● EXERCISE DIRECTIONS
Where does the word "brown" show up in the records? Copy every line that holds it.

● RECORD EXTRACTS
----------
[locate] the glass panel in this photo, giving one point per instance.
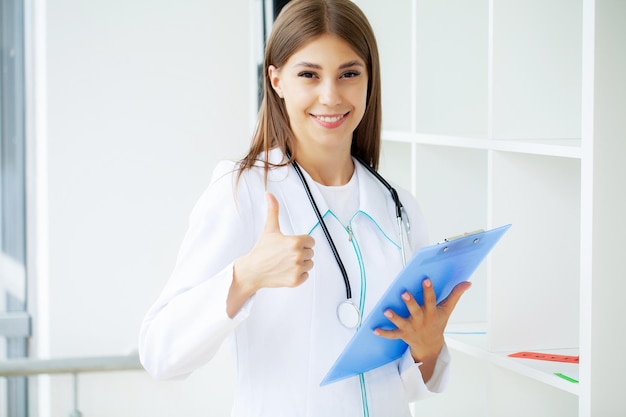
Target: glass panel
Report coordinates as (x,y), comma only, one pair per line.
(13,391)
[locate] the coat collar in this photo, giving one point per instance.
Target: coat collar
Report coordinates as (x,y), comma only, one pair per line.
(375,202)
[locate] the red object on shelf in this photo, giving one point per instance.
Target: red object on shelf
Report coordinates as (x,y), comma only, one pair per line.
(545,357)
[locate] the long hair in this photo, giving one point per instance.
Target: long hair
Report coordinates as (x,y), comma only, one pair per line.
(300,22)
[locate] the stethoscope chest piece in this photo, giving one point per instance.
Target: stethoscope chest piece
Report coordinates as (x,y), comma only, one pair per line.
(348,314)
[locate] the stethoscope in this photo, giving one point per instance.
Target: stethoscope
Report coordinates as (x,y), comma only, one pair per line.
(348,312)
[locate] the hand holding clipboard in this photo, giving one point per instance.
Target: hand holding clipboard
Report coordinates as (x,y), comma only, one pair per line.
(446,264)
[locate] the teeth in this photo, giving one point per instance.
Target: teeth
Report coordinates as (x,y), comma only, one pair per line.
(329,119)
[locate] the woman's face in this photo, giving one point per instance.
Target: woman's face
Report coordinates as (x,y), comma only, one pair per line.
(324,86)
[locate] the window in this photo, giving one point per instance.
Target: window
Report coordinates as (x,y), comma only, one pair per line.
(14,321)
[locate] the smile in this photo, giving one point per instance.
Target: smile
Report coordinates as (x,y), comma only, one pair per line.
(330,121)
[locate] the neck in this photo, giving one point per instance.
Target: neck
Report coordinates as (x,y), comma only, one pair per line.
(327,169)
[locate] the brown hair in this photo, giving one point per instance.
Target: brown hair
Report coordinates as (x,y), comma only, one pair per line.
(298,23)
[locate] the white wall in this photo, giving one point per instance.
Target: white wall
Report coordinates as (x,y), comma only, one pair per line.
(143,97)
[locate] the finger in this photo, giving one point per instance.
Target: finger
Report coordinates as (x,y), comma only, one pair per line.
(430,298)
(411,304)
(450,302)
(271,223)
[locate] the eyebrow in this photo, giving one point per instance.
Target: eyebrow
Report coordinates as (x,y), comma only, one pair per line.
(345,65)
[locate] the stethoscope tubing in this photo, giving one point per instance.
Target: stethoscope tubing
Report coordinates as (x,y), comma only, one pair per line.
(318,214)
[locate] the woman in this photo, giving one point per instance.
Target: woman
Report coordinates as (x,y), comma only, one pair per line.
(256,266)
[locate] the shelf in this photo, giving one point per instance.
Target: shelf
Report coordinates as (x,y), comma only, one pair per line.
(564,148)
(473,340)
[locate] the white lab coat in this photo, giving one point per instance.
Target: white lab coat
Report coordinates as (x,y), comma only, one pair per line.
(285,340)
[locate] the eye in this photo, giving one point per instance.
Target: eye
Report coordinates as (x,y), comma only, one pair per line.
(307,74)
(351,74)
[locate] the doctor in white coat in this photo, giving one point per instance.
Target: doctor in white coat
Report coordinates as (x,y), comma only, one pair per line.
(297,228)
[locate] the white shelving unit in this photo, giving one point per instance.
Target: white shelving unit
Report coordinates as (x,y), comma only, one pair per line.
(513,111)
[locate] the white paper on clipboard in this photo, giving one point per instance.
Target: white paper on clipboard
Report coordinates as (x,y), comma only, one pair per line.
(446,264)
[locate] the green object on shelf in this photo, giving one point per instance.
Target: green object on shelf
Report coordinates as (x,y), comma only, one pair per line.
(567,378)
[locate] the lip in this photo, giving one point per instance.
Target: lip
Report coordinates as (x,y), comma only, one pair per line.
(330,121)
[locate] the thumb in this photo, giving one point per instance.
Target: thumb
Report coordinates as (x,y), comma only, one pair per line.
(271,223)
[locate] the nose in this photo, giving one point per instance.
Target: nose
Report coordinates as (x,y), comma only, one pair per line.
(330,94)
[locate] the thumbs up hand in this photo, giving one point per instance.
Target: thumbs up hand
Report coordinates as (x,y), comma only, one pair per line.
(276,260)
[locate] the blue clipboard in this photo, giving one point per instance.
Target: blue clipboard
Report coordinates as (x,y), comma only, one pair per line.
(446,264)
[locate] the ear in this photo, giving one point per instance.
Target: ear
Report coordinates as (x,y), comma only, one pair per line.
(274,75)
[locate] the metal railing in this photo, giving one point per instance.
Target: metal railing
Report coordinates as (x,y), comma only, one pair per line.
----------
● REPLY TO THE EXERCISE
[locate] the brown hair in this photo, giving one point per instance.
Target: brown hair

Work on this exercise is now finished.